Guidance for walk leaders: Before the day

Completing the risk assessment

Since June 2020, Ramblers require us to complete a risk assessment before every walk, both as a matter of good practice and for insurance purposes. (Initially this was specifically focussed on managing Covid-19 risks, but the latest version is more general.) You can download the template for this as either a PDF or Word doc from Assemble (the Ramblers volunteer site) once you’re registered as a walk leader.

This is not intended to be an onerous process, but a quick tool to help you think about the potential risks and hazards on your planned walk, how you can minimise them and make sure it’s safe to go ahead. It’s largely a checklist allowing you to think whether each of the points is likely to apply to your walk.

  • Tick the boxes that are relevant (where the risk may apply and you have taken, or plan to take, the stated action). You are not expected to tick every box! You might wish to add brief notes on some of the risks (e.g. a particularly busy road crossing, or a poor-quality path that means people need to be warned not to wear trainers).

Dataset entries:
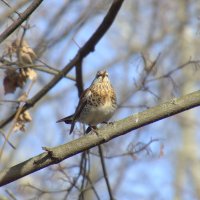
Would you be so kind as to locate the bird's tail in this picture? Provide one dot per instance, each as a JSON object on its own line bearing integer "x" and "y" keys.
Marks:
{"x": 68, "y": 120}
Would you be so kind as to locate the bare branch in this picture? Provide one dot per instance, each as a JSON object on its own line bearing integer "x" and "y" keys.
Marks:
{"x": 20, "y": 20}
{"x": 84, "y": 51}
{"x": 121, "y": 127}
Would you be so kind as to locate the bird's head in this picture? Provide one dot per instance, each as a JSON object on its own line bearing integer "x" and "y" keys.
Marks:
{"x": 102, "y": 75}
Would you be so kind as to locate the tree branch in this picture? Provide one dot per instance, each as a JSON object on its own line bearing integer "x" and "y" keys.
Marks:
{"x": 84, "y": 51}
{"x": 20, "y": 20}
{"x": 105, "y": 134}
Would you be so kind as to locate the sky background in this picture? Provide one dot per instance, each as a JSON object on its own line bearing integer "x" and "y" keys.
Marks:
{"x": 142, "y": 28}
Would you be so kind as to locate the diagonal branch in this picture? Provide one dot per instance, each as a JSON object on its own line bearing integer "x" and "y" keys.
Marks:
{"x": 83, "y": 52}
{"x": 20, "y": 20}
{"x": 105, "y": 134}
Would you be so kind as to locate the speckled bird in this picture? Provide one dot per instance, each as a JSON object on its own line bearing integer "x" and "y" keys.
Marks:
{"x": 97, "y": 104}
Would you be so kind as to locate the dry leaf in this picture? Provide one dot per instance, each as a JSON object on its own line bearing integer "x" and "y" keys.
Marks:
{"x": 11, "y": 81}
{"x": 26, "y": 53}
{"x": 31, "y": 74}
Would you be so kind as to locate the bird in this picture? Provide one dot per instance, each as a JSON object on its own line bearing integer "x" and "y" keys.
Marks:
{"x": 97, "y": 103}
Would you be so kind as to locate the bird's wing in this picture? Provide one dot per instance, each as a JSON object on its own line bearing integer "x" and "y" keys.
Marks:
{"x": 81, "y": 105}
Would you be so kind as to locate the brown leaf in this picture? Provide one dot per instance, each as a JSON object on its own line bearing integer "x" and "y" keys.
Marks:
{"x": 10, "y": 81}
{"x": 31, "y": 74}
{"x": 26, "y": 53}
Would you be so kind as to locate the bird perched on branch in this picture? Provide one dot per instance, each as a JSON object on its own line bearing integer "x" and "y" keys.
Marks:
{"x": 97, "y": 104}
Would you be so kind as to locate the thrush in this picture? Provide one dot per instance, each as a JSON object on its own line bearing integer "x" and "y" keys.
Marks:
{"x": 97, "y": 103}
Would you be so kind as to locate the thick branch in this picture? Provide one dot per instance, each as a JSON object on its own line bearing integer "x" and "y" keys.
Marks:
{"x": 84, "y": 51}
{"x": 57, "y": 154}
{"x": 20, "y": 20}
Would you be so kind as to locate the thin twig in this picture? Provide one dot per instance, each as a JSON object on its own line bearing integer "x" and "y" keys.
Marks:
{"x": 82, "y": 53}
{"x": 105, "y": 174}
{"x": 20, "y": 20}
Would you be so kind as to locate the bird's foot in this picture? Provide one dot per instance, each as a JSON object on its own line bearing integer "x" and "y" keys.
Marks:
{"x": 93, "y": 129}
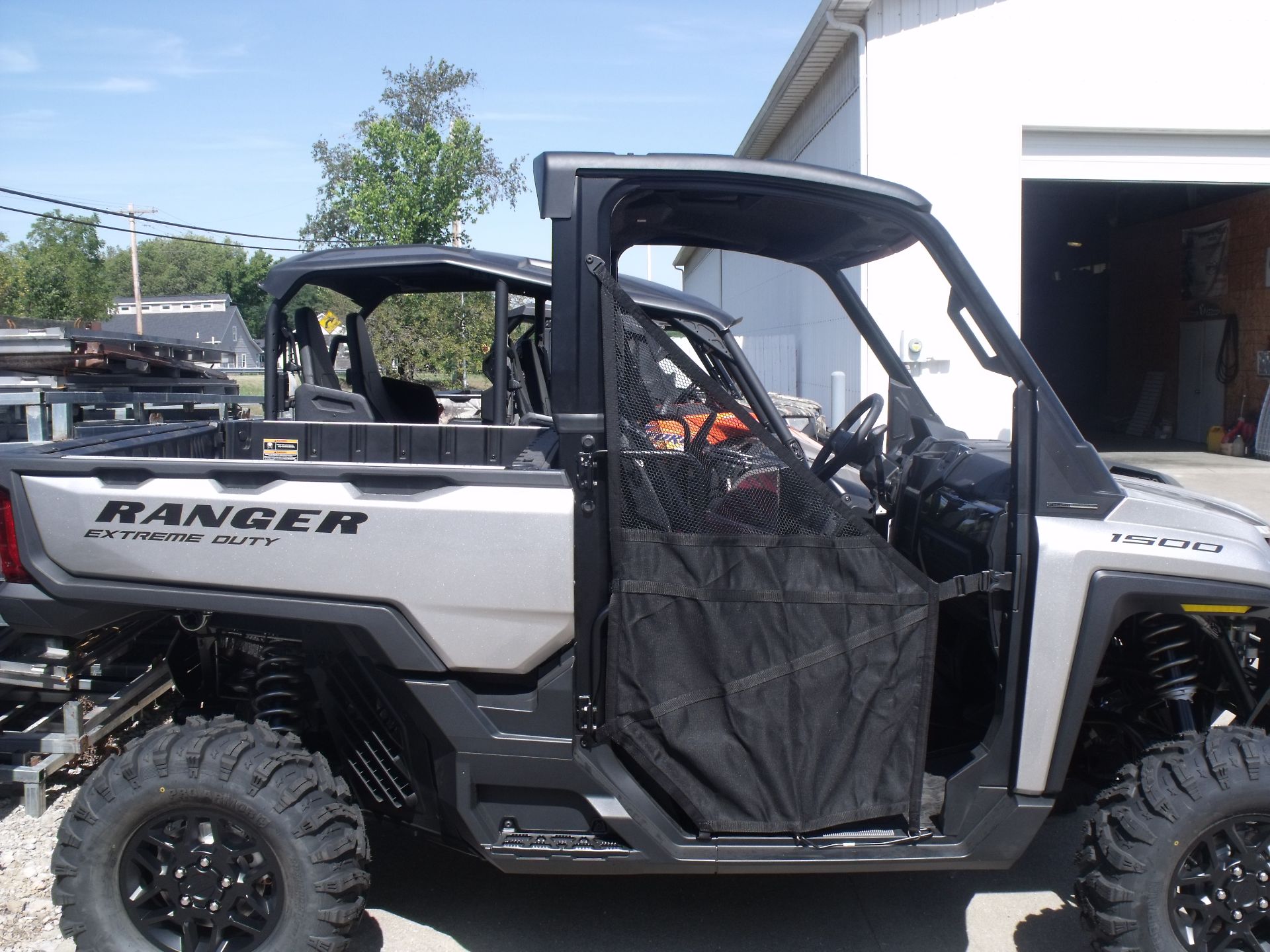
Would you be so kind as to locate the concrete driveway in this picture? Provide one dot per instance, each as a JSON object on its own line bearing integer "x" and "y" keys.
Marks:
{"x": 432, "y": 900}
{"x": 1242, "y": 480}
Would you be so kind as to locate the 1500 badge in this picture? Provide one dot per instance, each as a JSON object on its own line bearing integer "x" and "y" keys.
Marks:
{"x": 1164, "y": 542}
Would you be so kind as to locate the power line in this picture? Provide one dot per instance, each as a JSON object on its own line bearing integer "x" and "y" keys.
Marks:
{"x": 151, "y": 234}
{"x": 172, "y": 223}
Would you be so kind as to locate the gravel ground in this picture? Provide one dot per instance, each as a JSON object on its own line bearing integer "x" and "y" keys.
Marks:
{"x": 28, "y": 918}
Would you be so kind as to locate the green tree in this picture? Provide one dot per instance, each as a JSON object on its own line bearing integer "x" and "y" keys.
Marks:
{"x": 408, "y": 177}
{"x": 427, "y": 337}
{"x": 64, "y": 270}
{"x": 175, "y": 267}
{"x": 12, "y": 278}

### QUESTIONS TO ANSWER
1. Copy the walk leader guidance word for word, from "Completing the risk" up to and including "to your walk.".
2. According to the walk leader guidance, since when have Ramblers required a risk assessment before every walk?
3. Pick up the walk leader guidance after its last sentence and keep writing it.

### ANSWERS IN ORDER
1.
Completing the risk assessment

Since June 2020, Ramblers require us to complete a risk assessment before every walk, both as a matter of good practice and for insurance purposes. (Initially this was specifically focussed on managing Covid-19 risks, but the latest version is more general.) You can download the template for this as either a PDF or Word doc from Assemble (the Ramblers volunteer site) once you’re registered as a walk leader.

This is not intended to be an onerous process, but a quick tool to help you think about the potential risks and hazards on your planned walk, how you can minimise them and make sure it’s safe to go ahead. It’s largely a checklist allowing you to think whether each of the points is likely to apply to your walk.

2. Since June 2020.

3.
  • If a risk applies but you plan to manage it in some other way that’s not mentioned on the template, write this in. (An example might be if you plan to have people wearing high-vis clothing on a busy road section.)
  • If you’re aware of a risk that’s not mentioned on the template, write it in yourself. (Examples might be crossing a golf course or walking through a military range.)

This is not something you’re expected to take a lot of time over, however – if it takes you more than 5–10 minutes then you’re almost certainly overthinking it.

It’s a good idea to prepare the risk assessment shortly after the recce, when anything you noticed is fresh in your mind. You can always update it later if any additional points arise (for example if you need to take action due to a storm, heatwave or other event that develops).

The final version should be emailed to the Walks Coordinator before the walk takes place.


Occasionally it is necessary to postpone or cancel a walk for unforeseen reasons (e.g. walk leader illness, severe weather or transport disruption). However, we try to keep such occasions to a minimum to avoid disappointment and give people confidence that the walks on our programme will go ahead. In particular, we don’t normally cancel for “normal” bad weather conditions like rain, only those which might make the walk or travelling to/from it unsafe (an amber warning from the Met Office being the usual threshold).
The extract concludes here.